> _Exercise objective_
In the forum thread on the Craftsman lathe that runs out of true, which posters have a date in 2013 shown beside their name? Give each name with its date.

> _Selected extract_
# Craftsman lathe running not true



## jroot (Jan 20, 2015)

I picked up a crafsman lathe yesterday, got it home, turned it on, and noted that it does not seem to be running true. I thought maybe the wood was not centred properly so took a gouge to it, and it broke a chunk out of the gouge. Then I really started to look at it, and it seems to be wobbling slightly. The chap I bought it from told me he was afraid of it, but did not say why..

I don't know if it was dropped or what the problem might be. Any idea how to remedy the problem?


----------



## bigblockyeti (Sep 9, 2013)

Took a chunk out of the gouge? Never heard of wood tearing up tools before! If you have a face plate for it, you can thread that on and give it a visual check to see if there's any wobble. If none is immediately apparent, try a dial indicator to see if the spindle is bent.


----------



## kaerlighedsbamsen (Sep 16, 2013)

If i am getting it right your spindle is not running true?
It the lathe is of the type with a thread and a flat "end" where the chucks and faceplates rest, this part can be grinded of with a router and a small grinding bit. Or, if you are more adventureous, an angle grinder with good support. Take minute amounts of and check with a dial indicator.
Hope tis was helpull?

Let us know how it ends!


----------



## mudflap4869 (May 28, 2014)

Is the tail-stock misaligned? My craftsman didn't run true and gave me fits until I aligned it. Works great now.


----------



## Nubsnstubs (Aug 30, 2013)

if it's a tube lathe, that can be part of the alignment problem. I'll admit right off that I know very little about them, but there should be some way of truing up the headstock to the tailstock. Look for loose screws on the alignment bar if you have one…..... Jerry (in Tucson)


----------



## moke (Oct 19, 2010)

Are you using an MT asttachment in the headstock? If so, clean it out the MT hole with a wire brush. Then you need to put something in the headstock you are sure that is true and then turn it on. Make sure that what ever you are putting in the headstock is not bent or skewed. Maybe check what ever is coming out of the headstock without an attachment. Usually it is a large looking screw thing with a hole in it, called an MT (Morris Taper) Most of them anymore are 8tpi by 1". There should be enough of that protruding to see if it runs true. If it does not….good luck with the Sears Parts store….they are a real treat. 
If the head stock and tail stock are out of alignment that is called not being co-planar. You can check for co-planar by putting a dive of some sort that is pointed in both the headstock and tailstock and see if they line up perfectly. There are some fixes for that, mostly shimming either the headstock if it comes off, or the talistock. Let us know. Maybe this is more and too simplified info, if so forgive me.
Mike


----------



## simmo (Nov 23, 2008)

hi, disconnect the lathe from the power supply, move toolrest to just touch the shoulder of the spindle and rotate the spindle by hand slowly, if the spindle is bent or eccentric it will be readily apparent.Or if you have one a dial test indicator as said.
hth
chris


----------



## Mahdeew (Jul 24, 2013)

If it is a tube lathe, (mine once actually broke the cast iron tool rest while turning. But that was a freak accident.) you may need some simple adjustments to fix it.


----------



## REO (Sep 20, 2012)

> _Supplied material_
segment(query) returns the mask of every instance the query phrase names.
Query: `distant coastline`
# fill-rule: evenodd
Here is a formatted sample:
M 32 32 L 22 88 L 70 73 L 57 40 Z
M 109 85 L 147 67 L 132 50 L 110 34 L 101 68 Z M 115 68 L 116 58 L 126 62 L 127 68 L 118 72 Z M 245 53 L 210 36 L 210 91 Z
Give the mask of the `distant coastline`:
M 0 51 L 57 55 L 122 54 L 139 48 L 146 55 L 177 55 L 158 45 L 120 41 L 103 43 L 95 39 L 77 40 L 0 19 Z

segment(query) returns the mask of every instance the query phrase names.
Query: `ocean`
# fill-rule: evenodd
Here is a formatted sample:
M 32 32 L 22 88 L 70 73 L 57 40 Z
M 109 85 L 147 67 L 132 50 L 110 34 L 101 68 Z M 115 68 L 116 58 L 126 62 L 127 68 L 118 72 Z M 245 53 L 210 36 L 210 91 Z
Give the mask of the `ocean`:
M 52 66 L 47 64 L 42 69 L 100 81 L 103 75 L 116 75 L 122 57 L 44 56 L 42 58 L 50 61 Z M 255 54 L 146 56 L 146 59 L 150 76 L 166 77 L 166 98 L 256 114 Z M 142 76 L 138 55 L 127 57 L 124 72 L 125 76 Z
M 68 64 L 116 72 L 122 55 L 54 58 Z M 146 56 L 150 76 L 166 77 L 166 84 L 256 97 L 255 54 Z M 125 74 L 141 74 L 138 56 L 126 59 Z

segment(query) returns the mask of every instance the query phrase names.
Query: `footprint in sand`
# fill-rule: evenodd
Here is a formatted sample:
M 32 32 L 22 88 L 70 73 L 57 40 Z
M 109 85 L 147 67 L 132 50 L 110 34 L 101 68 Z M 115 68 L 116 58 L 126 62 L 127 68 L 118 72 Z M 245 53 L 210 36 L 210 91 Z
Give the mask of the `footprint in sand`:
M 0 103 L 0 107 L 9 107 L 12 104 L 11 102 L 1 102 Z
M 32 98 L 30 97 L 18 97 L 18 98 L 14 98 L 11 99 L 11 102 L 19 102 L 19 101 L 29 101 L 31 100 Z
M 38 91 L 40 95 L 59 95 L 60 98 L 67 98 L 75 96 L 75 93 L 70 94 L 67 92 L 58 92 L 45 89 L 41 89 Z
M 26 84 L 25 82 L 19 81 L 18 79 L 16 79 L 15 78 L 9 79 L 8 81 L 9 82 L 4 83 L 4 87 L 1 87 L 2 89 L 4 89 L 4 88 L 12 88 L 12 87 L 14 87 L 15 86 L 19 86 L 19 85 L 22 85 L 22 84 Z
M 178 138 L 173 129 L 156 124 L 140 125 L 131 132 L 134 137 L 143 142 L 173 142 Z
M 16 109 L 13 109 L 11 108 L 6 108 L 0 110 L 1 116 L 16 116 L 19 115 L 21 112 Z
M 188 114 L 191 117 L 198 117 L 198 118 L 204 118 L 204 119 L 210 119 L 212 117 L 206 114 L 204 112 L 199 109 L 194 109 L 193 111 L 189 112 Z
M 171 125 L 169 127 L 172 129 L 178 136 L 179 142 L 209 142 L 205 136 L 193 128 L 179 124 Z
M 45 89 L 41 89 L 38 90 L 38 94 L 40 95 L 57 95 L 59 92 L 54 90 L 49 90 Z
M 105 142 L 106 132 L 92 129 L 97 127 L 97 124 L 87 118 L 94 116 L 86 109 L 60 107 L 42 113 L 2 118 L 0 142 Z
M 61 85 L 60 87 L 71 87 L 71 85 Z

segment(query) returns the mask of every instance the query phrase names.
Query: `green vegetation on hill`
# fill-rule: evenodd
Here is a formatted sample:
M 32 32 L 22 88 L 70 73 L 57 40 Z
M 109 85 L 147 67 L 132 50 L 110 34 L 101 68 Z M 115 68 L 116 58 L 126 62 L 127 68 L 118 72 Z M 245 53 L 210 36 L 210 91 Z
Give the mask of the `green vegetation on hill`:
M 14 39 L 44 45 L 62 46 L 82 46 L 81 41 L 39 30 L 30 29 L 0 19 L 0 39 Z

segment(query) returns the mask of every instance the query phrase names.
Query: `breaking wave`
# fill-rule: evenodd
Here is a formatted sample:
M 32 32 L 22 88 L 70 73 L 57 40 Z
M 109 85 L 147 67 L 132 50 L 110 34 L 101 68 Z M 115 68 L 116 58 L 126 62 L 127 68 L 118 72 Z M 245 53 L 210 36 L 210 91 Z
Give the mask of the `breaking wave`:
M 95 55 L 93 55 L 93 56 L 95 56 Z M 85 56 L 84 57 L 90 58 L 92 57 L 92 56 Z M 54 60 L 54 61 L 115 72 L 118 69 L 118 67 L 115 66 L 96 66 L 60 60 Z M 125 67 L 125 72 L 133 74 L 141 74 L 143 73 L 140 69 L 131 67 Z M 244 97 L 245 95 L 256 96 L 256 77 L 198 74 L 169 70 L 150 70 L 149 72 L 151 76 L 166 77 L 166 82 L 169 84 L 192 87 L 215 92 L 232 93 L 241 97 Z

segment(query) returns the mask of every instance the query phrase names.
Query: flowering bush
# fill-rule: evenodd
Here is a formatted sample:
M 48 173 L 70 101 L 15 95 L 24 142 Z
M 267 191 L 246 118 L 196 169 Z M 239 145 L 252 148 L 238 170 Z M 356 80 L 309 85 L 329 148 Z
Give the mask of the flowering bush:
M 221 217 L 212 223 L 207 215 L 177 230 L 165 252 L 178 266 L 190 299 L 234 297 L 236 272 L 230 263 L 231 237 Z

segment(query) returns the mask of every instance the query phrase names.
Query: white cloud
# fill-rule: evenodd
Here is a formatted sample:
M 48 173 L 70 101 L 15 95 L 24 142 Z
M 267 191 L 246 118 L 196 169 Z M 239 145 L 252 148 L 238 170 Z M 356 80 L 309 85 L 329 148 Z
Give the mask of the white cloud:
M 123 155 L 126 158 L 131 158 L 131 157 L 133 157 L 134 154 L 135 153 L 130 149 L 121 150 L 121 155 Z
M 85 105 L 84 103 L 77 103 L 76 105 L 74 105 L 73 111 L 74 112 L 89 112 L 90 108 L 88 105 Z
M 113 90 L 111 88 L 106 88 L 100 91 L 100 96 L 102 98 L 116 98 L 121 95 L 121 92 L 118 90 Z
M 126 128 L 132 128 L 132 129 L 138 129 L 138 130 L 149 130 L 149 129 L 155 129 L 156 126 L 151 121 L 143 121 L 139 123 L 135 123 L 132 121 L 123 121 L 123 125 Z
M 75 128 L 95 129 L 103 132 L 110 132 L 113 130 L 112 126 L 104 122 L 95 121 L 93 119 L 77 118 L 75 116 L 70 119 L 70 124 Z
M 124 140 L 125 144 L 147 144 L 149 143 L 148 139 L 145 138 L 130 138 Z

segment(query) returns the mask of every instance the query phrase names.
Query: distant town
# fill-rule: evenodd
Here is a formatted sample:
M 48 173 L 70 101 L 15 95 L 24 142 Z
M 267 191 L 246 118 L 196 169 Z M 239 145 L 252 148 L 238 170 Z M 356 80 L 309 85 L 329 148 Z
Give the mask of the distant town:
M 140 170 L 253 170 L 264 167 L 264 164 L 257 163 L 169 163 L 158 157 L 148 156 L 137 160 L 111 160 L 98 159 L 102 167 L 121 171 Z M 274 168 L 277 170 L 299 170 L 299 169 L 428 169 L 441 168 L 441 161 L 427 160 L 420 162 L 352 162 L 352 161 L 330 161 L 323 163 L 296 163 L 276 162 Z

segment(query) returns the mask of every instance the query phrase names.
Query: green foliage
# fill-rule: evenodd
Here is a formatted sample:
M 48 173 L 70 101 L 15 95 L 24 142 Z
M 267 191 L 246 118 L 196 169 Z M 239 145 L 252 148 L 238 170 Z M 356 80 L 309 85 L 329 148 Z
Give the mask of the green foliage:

> _Worked solution_
- bigblockyeti (Sep 9, 2013)
- kaerlighedsbamsen (Sep 16, 2013)
- Nubsnstubs (Aug 30, 2013)
- Mahdeew (Jul 24, 2013)